Halife Ömer bin Abdülaziz’in Çocuklarına Tavrı
Zühd ve adalet timsali Halife Ömer bin Abdülaziz’in, evlatlarına karşı örnek alınacak muamelesi…
Hulefâ-yı Râşidîn’den sonra beşinci râşid halîfe olarak kabûl edilen; ilim, irfan ve takvânın zirvesine çıkan ve İslâm tarihine iki buçuk senelik hilâfeti ile en şerefli imzalardan birini atan Ömer bin Abdülaziz’in, halîfe olduğu günden itibâren çocuklarına karşı muâmelesi de değişmişti.
HİLÂFETLE DEĞİŞEN BİR BABA: ÖMER BİN ABDÜLAZİZ’İN EVLATLARINA ÖRNEK MUAMELESİ
Hilâfete geçtiği gün, halk büyük kalabalıklar hâlinde Ömer bin Abdülaziz’e biat ederken izdiham sebebiyle oğlu Abdülmelik’in elbisesi yırtılmıştı. Bunu gören Ömer, oğluna:
“–Evlâdım, git elbiseni diktir. Zira bugünden itibâren belki bu elbiseden başka bir elbise bulamayacak ve buna muhtaç olacaksın!” demişti.

§ **Alıştırma Yönergeleri**
1 > Ömer bin Abdülaziz metninde “Halife Ömer bin Abdülaziz’in Çocuklarına” ifadesinden “muâmelesi de değişmişti.” ifadesine kadar olan kısmı aynen yazın.
2 > Ömer bin Abdülaziz metnini son cümlesinden sonra gelecek şekilde sürdürün.

§ **Çıkarılan Veriler**

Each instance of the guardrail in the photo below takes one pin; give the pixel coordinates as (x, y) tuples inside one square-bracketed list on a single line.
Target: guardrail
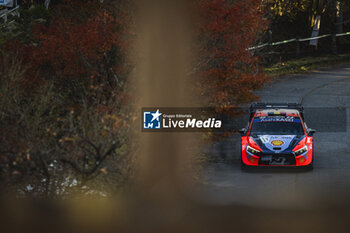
[(6, 12), (297, 40)]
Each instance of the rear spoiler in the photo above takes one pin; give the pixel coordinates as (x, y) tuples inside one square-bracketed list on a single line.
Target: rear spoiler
[(255, 106)]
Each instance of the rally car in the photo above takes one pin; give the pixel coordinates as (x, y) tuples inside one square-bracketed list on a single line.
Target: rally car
[(276, 135)]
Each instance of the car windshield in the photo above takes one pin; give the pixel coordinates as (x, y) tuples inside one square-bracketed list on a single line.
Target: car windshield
[(277, 128)]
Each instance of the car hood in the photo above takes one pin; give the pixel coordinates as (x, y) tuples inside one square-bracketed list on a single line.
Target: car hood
[(277, 143)]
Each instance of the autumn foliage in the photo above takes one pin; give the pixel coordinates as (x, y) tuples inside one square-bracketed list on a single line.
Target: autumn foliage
[(228, 71)]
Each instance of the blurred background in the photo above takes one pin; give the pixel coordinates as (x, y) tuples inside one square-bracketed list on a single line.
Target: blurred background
[(74, 75)]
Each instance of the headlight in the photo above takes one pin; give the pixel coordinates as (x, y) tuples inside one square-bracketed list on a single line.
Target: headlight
[(300, 151), (252, 150)]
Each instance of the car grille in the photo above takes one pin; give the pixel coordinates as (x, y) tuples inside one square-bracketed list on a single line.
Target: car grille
[(277, 159)]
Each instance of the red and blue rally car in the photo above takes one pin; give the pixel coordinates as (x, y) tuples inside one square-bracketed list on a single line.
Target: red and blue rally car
[(276, 135)]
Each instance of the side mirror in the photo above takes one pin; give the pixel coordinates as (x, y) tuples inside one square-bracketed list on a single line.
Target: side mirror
[(242, 131), (311, 132)]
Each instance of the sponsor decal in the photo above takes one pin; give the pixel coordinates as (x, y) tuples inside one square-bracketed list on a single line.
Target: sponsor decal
[(277, 142), (277, 119), (151, 120)]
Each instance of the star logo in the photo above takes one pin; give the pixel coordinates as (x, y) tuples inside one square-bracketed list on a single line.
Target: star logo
[(152, 120)]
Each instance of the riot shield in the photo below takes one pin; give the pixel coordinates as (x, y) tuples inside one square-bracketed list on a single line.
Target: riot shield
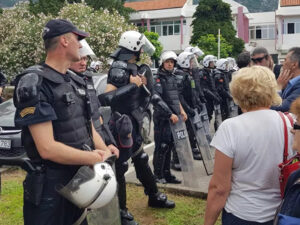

§ **Alıştırma Cevapları**
1 >
Halife Ömer bin Abdülaziz’in Çocuklarına Tavrı
Zühd ve adalet timsali Halife Ömer bin Abdülaziz’in, evlatlarına karşı örnek alınacak muamelesi…
Hulefâ-yı Râşidîn’den sonra beşinci râşid halîfe olarak kabûl edilen; ilim, irfan ve takvânın zirvesine çıkan ve İslâm tarihine iki buçuk senelik hilâfeti ile en şerefli imzalardan birini atan Ömer bin Abdülaziz’in, halîfe olduğu günden itibâren çocuklarına karşı muâmelesi de değişmişti.

2 >
Ömer bin Abdülaziz, her gece kızlarına uğrar, hâl ve hatırlarını sorduktan sonra uyumaya giderdi. Bir gece yine onlara uğramıştı. Babalarının geldiğini duyan kızları, elleriyle ağızlarını kapatarak kapıyı açtılar. Ömer, yanlarında bulunan mürebbiyelerine, niçin böyle yaptıklarını sorunca, o:
“–Yanlarında mercimek ve soğandan başka yiyecek bir şey yoktu. Soğan kokusu sizi rahatsız etmesin diye ağızlarını kapatıyorlar.” dedi. Onların bu zühd, edep ve hassâsiyeti karşısında Ömer bin Abdülazîz’in gözleri yaşardı ve kızlarına:
“–Kızlarım! Sizin çeşitli ve güzel yemeklerle dünya nîmetlerine tâlip olmanız, babanız için bir âhiret vebâli olabilirdi.” dedi.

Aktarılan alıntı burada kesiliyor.